● **WHAT YOU SHOULD DO**: Reproduce every one of the lines below word for word, leaving out the pictures.

● **DATA FOR THE TASK**:
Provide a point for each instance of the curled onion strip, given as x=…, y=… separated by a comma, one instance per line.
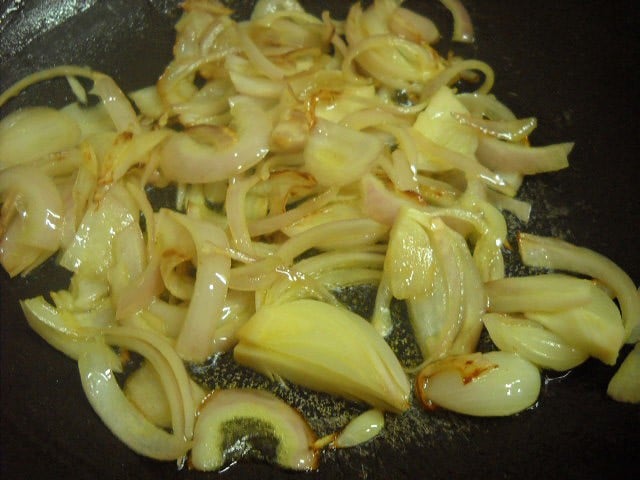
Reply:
x=553, y=253
x=97, y=365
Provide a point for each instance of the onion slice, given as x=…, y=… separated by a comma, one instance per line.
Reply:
x=231, y=420
x=546, y=252
x=480, y=384
x=183, y=159
x=97, y=365
x=298, y=341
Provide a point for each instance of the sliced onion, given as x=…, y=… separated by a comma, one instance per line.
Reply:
x=329, y=154
x=510, y=130
x=116, y=103
x=33, y=132
x=210, y=289
x=91, y=249
x=462, y=25
x=539, y=293
x=595, y=327
x=360, y=429
x=37, y=203
x=298, y=341
x=413, y=26
x=184, y=159
x=511, y=157
x=97, y=365
x=532, y=341
x=480, y=384
x=229, y=420
x=410, y=258
x=554, y=253
x=625, y=384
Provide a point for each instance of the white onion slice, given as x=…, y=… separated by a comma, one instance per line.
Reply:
x=229, y=419
x=38, y=206
x=532, y=341
x=97, y=365
x=625, y=384
x=480, y=384
x=360, y=429
x=298, y=341
x=184, y=159
x=195, y=341
x=554, y=253
x=33, y=132
x=540, y=293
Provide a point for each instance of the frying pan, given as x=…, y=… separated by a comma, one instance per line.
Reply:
x=570, y=63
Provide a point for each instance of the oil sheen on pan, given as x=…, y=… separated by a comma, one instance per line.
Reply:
x=559, y=63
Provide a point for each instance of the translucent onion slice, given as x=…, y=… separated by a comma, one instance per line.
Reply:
x=35, y=200
x=231, y=422
x=625, y=384
x=540, y=293
x=195, y=341
x=45, y=320
x=184, y=159
x=532, y=341
x=410, y=259
x=508, y=157
x=297, y=341
x=97, y=365
x=511, y=130
x=329, y=154
x=595, y=327
x=554, y=253
x=360, y=429
x=438, y=124
x=144, y=389
x=116, y=103
x=413, y=26
x=31, y=133
x=91, y=249
x=480, y=384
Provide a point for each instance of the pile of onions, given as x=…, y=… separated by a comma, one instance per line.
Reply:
x=310, y=155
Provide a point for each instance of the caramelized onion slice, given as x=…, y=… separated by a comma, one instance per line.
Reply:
x=540, y=293
x=299, y=342
x=532, y=341
x=480, y=384
x=235, y=420
x=547, y=252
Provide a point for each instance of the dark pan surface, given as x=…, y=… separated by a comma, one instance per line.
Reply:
x=570, y=63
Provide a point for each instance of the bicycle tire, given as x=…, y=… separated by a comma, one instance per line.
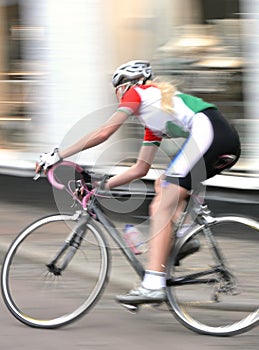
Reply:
x=215, y=307
x=40, y=299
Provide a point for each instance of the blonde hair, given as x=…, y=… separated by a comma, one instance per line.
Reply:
x=167, y=91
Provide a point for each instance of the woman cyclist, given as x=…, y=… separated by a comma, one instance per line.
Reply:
x=164, y=112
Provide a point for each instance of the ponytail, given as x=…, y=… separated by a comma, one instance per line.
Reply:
x=167, y=92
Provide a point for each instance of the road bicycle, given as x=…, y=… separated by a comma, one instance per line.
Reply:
x=57, y=268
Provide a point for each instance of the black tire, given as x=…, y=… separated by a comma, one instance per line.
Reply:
x=37, y=297
x=215, y=307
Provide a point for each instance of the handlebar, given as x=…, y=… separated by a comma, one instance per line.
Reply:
x=51, y=173
x=85, y=182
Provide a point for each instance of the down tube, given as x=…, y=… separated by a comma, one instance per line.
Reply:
x=114, y=233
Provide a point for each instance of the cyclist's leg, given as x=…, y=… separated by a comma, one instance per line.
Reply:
x=168, y=204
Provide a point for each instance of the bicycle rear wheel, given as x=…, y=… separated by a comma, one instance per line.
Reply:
x=37, y=296
x=202, y=296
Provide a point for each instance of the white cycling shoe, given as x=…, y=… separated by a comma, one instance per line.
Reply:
x=142, y=295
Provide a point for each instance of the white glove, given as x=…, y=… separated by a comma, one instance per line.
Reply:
x=49, y=159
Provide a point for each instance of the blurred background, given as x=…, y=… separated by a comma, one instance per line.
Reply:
x=57, y=58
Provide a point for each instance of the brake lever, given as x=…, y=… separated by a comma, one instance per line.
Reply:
x=38, y=174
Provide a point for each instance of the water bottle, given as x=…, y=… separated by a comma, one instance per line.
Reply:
x=133, y=239
x=182, y=230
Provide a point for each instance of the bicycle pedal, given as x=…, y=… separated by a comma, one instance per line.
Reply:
x=131, y=308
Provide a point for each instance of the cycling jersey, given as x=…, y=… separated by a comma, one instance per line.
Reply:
x=145, y=102
x=208, y=135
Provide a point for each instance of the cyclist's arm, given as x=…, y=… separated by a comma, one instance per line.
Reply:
x=97, y=136
x=136, y=171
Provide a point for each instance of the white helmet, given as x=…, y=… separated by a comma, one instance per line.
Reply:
x=132, y=71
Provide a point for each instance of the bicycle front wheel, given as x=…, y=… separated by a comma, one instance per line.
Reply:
x=46, y=298
x=215, y=299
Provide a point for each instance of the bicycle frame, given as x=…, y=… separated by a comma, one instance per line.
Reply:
x=91, y=211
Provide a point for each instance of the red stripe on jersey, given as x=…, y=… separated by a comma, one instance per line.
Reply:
x=131, y=100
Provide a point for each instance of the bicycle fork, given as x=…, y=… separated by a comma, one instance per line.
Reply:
x=69, y=248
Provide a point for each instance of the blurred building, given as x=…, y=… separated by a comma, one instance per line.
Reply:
x=57, y=58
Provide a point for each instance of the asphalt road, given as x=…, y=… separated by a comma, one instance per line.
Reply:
x=107, y=325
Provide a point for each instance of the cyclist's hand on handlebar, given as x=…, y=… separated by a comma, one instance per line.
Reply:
x=47, y=160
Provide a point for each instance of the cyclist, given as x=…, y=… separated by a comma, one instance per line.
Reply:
x=164, y=112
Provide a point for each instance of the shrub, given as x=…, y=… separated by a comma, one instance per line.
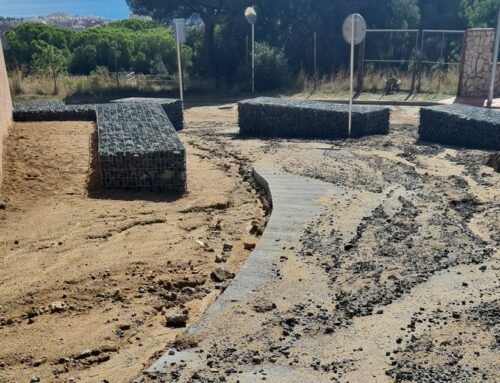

● **SOLUTION FOR THIS EXERCISE**:
Provide a point for each instance of the curled onion strip, given as x=…, y=… separated by a comma, one instance per line.
Reply:
x=553, y=253
x=97, y=365
Provide a point for each instance of the onion slice, given as x=…, y=… separated by a comma, one instance per line.
Reply:
x=231, y=420
x=546, y=252
x=480, y=384
x=183, y=159
x=97, y=365
x=298, y=341
Provide a point for each instance of the sliced onion, given as x=…, y=… separated by a comma, one instance per line.
Reply:
x=329, y=154
x=510, y=130
x=116, y=103
x=33, y=132
x=210, y=289
x=91, y=249
x=462, y=25
x=539, y=293
x=595, y=327
x=360, y=429
x=37, y=203
x=298, y=341
x=413, y=26
x=184, y=159
x=511, y=157
x=97, y=365
x=532, y=341
x=480, y=384
x=229, y=420
x=410, y=258
x=554, y=253
x=625, y=384
Provide a point for each instance of the white onion slice, given as x=…, y=… separated by a comma, one instance per line.
Reply:
x=229, y=419
x=38, y=206
x=532, y=341
x=97, y=365
x=625, y=384
x=480, y=384
x=360, y=429
x=298, y=341
x=184, y=159
x=195, y=341
x=554, y=253
x=33, y=132
x=540, y=293
Provide a point for each instance of the frying pan, given as x=…, y=… separated by a comma, one instance per line.
Reply:
x=570, y=63
Provide a point for each instance of the oil sheen on pan, given as x=…, y=… separated by a comma, one instance per line.
Reply:
x=559, y=63
Provide a point for each instance of the translucent onion slice, given as x=…, y=… separated by a comma, one instance per line.
Reply:
x=35, y=200
x=231, y=422
x=625, y=384
x=540, y=293
x=195, y=341
x=45, y=320
x=184, y=159
x=532, y=341
x=410, y=259
x=508, y=157
x=297, y=341
x=97, y=365
x=511, y=130
x=329, y=154
x=595, y=327
x=554, y=253
x=360, y=429
x=438, y=124
x=144, y=389
x=116, y=103
x=413, y=26
x=31, y=133
x=91, y=249
x=480, y=384
Provide a point for each instance of the pile of onions, given as x=…, y=… separated by a comma, one instance per line.
Reply:
x=310, y=155
Provide a point for each instance of the caramelized onion slice, given as x=…, y=… separated by a comma, one instance per line.
Reply:
x=540, y=293
x=299, y=342
x=532, y=341
x=480, y=384
x=235, y=420
x=547, y=252
Provide a point for each instance of the dark pan surface, given as x=…, y=… separated by a comma, one instance per line.
Reply:
x=570, y=63
Provide a point for each instance of the bicycle tire, given as x=…, y=… separated by a comma, one instance per line.
Reply:
x=215, y=307
x=40, y=299
Provide a point for each instance of the blonde hair, given as x=…, y=… separated by a comma, one instance per line.
Reply:
x=167, y=91
Provide a point for each instance of the woman cyclist, given as x=…, y=… separated by a comma, one instance per line.
Reply:
x=164, y=112
Provide a point for each instance of the ponytail, given as x=…, y=… separated by a comma, one instance per line.
Reply:
x=167, y=92
Provide a point for each instance of the road bicycle, given as x=…, y=… separated by a comma, one instance per line.
Reply:
x=57, y=268
Provide a point for each instance of the black tire, given as x=…, y=… separated by a comma, one instance per line.
Reply:
x=37, y=297
x=215, y=307
Provide a point for each instance of the handlebar, given as x=…, y=… separated by a comma, one instance per line.
Reply:
x=51, y=173
x=85, y=182
Provide a point for each instance of the down tube, given as x=…, y=… separated by a comma, one instance per line.
Reply:
x=114, y=233
Provide a point for each instance of the cyclist's leg, given as x=…, y=… separated by a comma, one instance per line.
Reply:
x=168, y=204
Provide a point for each instance of the bicycle rear wheel, given as x=…, y=… separated by a comma, one instance per line.
Reply:
x=37, y=296
x=202, y=296
Provide a point for each instance of the white cycling shoe, given as x=…, y=… separated by a comma, one instance per line.
Reply:
x=142, y=295
Provide a point for each instance of the white glove, given as x=…, y=… separated by a comma, one instance per line.
Reply:
x=49, y=159
Provide a point for each instance of the blurred background, given as x=…, y=… separated by a comma, one instance per line.
Reply:
x=57, y=58
Provide a point for each instance of the brake lever, given as x=…, y=… separated by a comma, one instance per line.
Reply:
x=38, y=174
Provide a point for each instance of the water bottle, given as x=…, y=… separated by a comma, one instance per line.
Reply:
x=133, y=239
x=182, y=230
Provide a point for each instance of the bicycle pedal, given as x=…, y=… separated by a comma, one instance per line.
Reply:
x=131, y=308
Provide a point for each instance of the cycling jersey, given as x=…, y=… separated by a comma, one instance per line.
Reply:
x=145, y=102
x=208, y=135
Provide a point for each instance of the cyclist's arm, given as x=…, y=… separated by a comma, one instance per line.
Reply:
x=97, y=136
x=136, y=171
Provide a point for each instance of the white helmet, given as x=…, y=… separated by a comma, one instance per line.
Reply:
x=132, y=71
Provide a point for each instance of the bicycle front wheel, given as x=…, y=… separated by a comma, one instance per line.
Reply:
x=46, y=298
x=215, y=299
Provide a point for each instance of the bicycle frame, given as x=…, y=… separated by a comma, one instance per line.
Reply:
x=91, y=211
Provide a point for each instance of the red stripe on jersey, given as x=…, y=… separated by a comma, one instance per line.
Reply:
x=131, y=100
Provide a point for each instance of the bicycle fork, given as x=…, y=… separated by a comma, one instance per line.
Reply:
x=69, y=248
Provide a point for each instance of the blurred building, given as x=…, y=… separated by a comma, one instance per line.
Reply:
x=57, y=58
Provide a point for each instance of the asphalt road, given as x=…, y=… separated by a comma, one instance per line.
Reply:
x=107, y=325
Provide a point for each instance of the cyclist's hand on handlebar, given as x=…, y=… separated by a comma, one instance per line.
Reply:
x=47, y=160
Provide a point for each instance of the cyclist, given as x=…, y=… separated by a comma, one instance per line.
Reply:
x=164, y=112
Provide a point for each instance of the shrub, given as x=…, y=… separated by a comma, one instance per line.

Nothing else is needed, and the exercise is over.